Objective 1: Gather every line of the records that contains the string "fender", and copy each one out in full.

Reading text:
(begin)

Chapter 2/3: we didn’t manage to scale our low-carbon hours forecast
This post belongs to a 3-post series gathering my learnings after 18-months as a ClimateTech founder at adapt.sh. I hope sharing my experience will help others trying to avoid climate chaos. In the previous post, I explained what we do and calculated our direct climate impact.
- We tried 5 different business models (BM) to value our solution, but didn’t find any scalable model (we sold 80k€ of pilot projects in the first 18 months, and secured a business pipe of approx. 100k€ for 2023).
- Despite good traction in terms of traffic, adapters’ willingness to pay for additional services (freemium), or even to be paid to have their equipment controlled (explicit flexibility), is very low.
- Most importantly, energy consumers’ willingness to pay for real-time, low-carbon energy is strongly challenged by dubious certificate schemes for renewable energy and carbon offsets.
- The need for flexibility services is increasingly important, but independent system operators (ISO) in charge of grid balancing tend to work directly with IT consulting companies to develop their own tools for residential flexibility.
Introduction: electricity is a heavily regulated business
Electricity is a regulated market for two reasons:
- Energy, like food or drinking water, is a strategic resource
- Electricity relies on a common infrastructure, making for it’s monopolistic market structure
The public regulators are independent public bodies in charge of the electricity market design. They ensure an efficient and fair energy system for the consumers. In most OECD countries, these regulators have enhanced competition mainly in two sectors:
- Electricity generation, especially from decentralised & standardised renewable energy sources like solar PV, onshore and offshore wind.
- Electricity supply to commercial and industrial consumers, which can include various contracting / optimisation services (e.g. direct supply on the electricity market, electricity tariff optimisation, onsite solar PV for self consumption, etc.).
Because it makes sense to have only one electric cable per street, electricity transmission remains a monopoly (though it could be privatised). In some large electric systems, independent system operators create and manage electricity markets to engage energy producers and consumers in contributing to balance electricity generation & consumption 24/7. These markets are wholesale electricity markets and ancillary services that contribute to the system’s ‘flexibility’.
adapters directly contribute to grid optimisation through flexibility
To meet climate targets, upgrading, improving and securing the electricity grid — the so-called ‘backbone of energy transition’ — may be one of the most impressive human feats, on par with the pyramids of Egypt or the Great Wall of China a few millennia ago. This challenge requires huge investment somewhere in the area of +$21 trillion.
As we explained in the previous chapter, adapters directly contribute to grid flexibility on a recurring basis.

(end)

Exercise material:
(begin)

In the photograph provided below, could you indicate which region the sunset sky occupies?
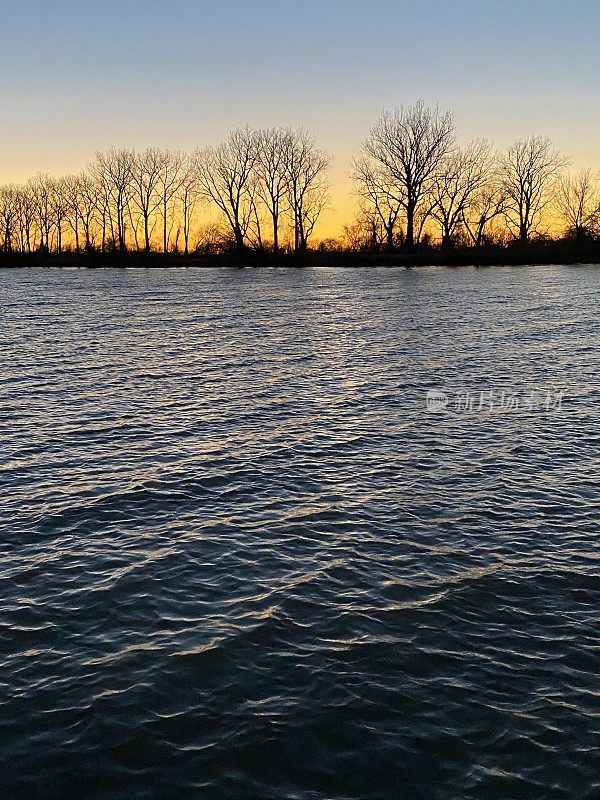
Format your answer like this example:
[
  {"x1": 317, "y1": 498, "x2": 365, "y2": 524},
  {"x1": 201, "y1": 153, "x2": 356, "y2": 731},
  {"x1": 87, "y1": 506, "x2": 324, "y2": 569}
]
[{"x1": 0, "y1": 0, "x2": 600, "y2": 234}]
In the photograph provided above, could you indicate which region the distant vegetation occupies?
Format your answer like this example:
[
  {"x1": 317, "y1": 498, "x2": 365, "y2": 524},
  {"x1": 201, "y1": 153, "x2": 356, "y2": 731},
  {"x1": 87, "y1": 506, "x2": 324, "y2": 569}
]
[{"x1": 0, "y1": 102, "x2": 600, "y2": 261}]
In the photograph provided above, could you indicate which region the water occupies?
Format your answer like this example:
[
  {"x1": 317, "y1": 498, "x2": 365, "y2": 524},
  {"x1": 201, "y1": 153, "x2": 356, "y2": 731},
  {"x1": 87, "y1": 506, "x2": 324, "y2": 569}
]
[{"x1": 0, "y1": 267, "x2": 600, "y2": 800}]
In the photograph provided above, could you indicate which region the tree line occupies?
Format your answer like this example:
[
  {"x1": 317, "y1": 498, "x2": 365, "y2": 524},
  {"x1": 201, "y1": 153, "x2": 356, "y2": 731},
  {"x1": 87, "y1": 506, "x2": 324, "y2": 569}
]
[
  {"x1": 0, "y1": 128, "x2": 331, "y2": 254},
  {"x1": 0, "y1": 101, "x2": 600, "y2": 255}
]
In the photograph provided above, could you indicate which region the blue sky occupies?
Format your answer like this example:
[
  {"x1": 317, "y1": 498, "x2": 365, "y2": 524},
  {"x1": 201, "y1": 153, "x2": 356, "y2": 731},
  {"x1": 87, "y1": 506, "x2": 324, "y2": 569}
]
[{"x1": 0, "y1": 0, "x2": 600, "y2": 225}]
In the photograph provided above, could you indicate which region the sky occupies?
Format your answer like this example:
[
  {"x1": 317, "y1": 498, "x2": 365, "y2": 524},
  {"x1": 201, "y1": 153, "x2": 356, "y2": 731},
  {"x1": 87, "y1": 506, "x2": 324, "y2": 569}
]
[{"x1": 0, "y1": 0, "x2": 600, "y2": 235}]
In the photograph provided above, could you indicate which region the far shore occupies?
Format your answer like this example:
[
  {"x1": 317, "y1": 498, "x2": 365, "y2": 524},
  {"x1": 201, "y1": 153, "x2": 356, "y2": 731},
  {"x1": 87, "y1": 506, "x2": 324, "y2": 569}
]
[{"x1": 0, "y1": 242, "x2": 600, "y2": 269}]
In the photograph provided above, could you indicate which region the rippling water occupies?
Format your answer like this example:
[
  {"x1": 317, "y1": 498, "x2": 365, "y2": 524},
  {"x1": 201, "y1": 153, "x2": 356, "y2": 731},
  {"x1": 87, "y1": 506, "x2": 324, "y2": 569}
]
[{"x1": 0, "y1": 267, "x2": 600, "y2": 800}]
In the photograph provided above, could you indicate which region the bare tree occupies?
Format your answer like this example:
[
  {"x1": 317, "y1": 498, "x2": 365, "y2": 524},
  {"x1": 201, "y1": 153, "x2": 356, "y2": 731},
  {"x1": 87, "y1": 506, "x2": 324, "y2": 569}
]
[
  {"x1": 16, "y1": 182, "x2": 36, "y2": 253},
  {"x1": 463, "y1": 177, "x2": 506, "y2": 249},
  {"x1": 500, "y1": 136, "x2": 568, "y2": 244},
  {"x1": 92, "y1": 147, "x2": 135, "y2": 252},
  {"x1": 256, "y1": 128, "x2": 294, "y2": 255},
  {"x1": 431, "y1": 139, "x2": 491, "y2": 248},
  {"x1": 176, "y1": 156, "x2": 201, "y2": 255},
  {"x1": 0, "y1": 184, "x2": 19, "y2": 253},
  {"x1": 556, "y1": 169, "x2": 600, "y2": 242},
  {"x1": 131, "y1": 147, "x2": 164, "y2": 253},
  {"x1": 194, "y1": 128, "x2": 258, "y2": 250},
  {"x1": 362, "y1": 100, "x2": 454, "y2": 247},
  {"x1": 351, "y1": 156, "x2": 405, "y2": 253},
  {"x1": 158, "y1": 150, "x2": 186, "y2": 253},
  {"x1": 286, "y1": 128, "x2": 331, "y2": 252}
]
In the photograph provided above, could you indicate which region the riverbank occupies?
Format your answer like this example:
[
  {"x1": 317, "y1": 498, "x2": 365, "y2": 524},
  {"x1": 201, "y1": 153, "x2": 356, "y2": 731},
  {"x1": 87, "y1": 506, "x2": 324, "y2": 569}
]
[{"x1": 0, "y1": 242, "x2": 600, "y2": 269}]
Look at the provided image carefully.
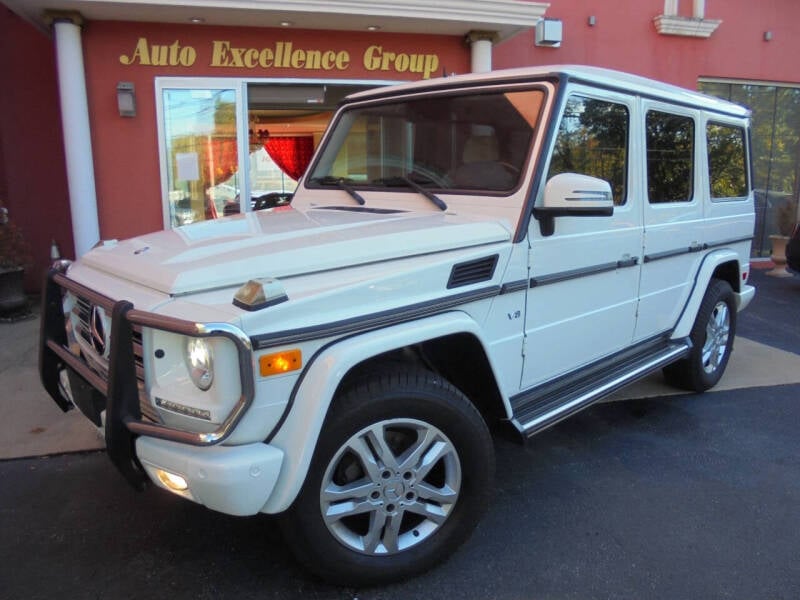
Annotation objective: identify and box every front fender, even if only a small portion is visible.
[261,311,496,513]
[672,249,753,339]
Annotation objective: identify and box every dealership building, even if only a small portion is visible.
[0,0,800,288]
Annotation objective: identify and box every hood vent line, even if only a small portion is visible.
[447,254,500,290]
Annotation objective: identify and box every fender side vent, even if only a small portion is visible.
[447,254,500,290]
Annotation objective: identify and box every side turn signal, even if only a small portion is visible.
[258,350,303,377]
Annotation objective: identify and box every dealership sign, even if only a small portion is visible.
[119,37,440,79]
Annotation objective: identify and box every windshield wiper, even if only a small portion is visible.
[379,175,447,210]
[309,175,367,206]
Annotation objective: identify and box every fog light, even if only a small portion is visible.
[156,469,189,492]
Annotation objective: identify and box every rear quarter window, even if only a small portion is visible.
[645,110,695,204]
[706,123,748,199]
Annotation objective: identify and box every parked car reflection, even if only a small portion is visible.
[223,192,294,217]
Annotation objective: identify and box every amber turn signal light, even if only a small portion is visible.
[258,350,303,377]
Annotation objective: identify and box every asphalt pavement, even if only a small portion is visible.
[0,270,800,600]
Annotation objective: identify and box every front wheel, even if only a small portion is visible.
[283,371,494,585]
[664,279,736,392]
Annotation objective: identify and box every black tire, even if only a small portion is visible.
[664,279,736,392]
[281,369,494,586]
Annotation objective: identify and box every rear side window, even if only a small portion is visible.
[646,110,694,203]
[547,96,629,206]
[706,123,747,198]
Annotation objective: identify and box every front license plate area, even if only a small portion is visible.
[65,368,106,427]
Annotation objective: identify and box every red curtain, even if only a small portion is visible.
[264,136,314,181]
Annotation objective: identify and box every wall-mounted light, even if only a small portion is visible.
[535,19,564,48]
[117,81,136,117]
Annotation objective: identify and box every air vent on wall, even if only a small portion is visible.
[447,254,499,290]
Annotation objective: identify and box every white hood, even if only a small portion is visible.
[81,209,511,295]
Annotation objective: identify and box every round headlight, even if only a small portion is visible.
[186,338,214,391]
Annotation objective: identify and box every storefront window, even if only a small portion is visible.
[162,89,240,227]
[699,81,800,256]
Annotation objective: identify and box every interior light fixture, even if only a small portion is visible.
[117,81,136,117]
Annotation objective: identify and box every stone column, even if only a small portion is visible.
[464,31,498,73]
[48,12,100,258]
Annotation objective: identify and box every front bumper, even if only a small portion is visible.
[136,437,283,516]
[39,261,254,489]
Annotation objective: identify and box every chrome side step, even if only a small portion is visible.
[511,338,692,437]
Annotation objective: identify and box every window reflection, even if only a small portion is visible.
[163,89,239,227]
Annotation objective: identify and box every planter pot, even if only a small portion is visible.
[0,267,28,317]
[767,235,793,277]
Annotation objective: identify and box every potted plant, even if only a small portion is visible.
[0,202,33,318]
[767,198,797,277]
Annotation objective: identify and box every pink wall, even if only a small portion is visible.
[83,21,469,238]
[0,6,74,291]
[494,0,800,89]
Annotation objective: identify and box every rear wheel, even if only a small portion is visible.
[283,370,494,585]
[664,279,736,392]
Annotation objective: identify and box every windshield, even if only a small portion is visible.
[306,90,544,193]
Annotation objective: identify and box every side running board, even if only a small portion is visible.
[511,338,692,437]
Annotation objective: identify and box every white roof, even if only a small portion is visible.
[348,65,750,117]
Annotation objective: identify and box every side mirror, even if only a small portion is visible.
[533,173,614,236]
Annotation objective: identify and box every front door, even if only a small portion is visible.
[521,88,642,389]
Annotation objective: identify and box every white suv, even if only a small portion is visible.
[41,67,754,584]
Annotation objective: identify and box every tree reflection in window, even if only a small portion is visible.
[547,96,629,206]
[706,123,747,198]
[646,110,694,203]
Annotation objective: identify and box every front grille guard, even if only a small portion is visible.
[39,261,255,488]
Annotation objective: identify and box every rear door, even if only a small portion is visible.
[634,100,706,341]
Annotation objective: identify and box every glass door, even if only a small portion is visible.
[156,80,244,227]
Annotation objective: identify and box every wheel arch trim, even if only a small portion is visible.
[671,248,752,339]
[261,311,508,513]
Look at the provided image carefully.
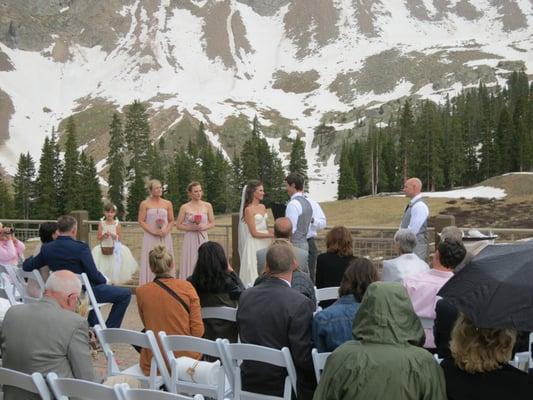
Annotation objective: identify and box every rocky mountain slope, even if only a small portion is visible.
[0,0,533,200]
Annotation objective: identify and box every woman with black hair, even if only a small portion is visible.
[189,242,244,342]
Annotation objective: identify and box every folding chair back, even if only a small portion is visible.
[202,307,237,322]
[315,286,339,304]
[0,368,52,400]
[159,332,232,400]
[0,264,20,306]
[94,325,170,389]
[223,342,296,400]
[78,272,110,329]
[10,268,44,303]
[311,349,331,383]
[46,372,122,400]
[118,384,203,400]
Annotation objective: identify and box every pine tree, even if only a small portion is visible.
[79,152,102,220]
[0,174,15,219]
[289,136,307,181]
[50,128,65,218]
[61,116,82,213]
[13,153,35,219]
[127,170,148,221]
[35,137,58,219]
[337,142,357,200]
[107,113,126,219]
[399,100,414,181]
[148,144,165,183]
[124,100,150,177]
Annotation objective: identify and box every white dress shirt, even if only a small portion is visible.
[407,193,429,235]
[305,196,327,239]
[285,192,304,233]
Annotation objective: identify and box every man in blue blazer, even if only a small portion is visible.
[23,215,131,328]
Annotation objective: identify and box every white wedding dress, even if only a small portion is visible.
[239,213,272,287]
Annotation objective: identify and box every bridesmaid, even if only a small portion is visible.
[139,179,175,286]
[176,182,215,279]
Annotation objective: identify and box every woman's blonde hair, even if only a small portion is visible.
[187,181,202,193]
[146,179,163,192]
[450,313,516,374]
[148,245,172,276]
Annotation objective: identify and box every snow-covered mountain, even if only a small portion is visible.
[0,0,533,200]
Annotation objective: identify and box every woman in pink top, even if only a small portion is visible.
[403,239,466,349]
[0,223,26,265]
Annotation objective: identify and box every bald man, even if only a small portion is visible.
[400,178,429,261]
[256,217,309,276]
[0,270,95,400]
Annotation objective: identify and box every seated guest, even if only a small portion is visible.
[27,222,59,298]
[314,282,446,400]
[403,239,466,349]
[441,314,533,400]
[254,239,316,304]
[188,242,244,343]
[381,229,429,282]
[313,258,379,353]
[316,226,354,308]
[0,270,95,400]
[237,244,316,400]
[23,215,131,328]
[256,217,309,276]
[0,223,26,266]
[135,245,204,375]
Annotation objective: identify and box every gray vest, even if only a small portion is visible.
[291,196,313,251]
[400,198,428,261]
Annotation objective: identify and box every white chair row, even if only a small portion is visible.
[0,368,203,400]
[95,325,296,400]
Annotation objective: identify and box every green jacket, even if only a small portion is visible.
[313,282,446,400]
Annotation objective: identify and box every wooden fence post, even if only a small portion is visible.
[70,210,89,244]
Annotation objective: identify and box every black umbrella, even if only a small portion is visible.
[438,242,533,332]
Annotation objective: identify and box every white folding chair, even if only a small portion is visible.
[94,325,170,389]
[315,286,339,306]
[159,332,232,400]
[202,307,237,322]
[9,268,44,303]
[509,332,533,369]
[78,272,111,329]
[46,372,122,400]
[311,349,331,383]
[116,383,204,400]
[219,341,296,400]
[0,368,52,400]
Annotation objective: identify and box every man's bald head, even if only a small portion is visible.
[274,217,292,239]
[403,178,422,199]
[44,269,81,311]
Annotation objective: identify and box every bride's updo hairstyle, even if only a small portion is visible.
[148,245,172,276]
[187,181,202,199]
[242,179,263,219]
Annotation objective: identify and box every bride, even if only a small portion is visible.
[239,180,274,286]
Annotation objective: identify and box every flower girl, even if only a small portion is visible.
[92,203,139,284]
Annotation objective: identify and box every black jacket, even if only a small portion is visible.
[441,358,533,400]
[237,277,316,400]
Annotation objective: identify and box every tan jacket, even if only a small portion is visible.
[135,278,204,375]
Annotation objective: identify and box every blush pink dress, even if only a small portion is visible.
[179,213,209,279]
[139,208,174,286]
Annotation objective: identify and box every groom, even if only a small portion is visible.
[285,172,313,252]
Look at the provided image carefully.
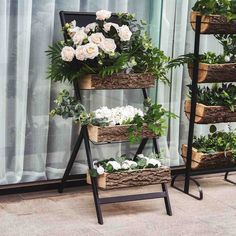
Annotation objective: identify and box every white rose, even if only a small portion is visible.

(end)

Objective 2: List every monetary amount stated in the post about the low-carbon hours forecast.

Correct response 1:
Annotation objective: identify and box every front fender, even if only a small portion is visible.
Annotation objective: identify and box every fender side vent, even if only a small portion is visible.

Correct response 2:
- 80k€
- approx. 100k€
- +$21 trillion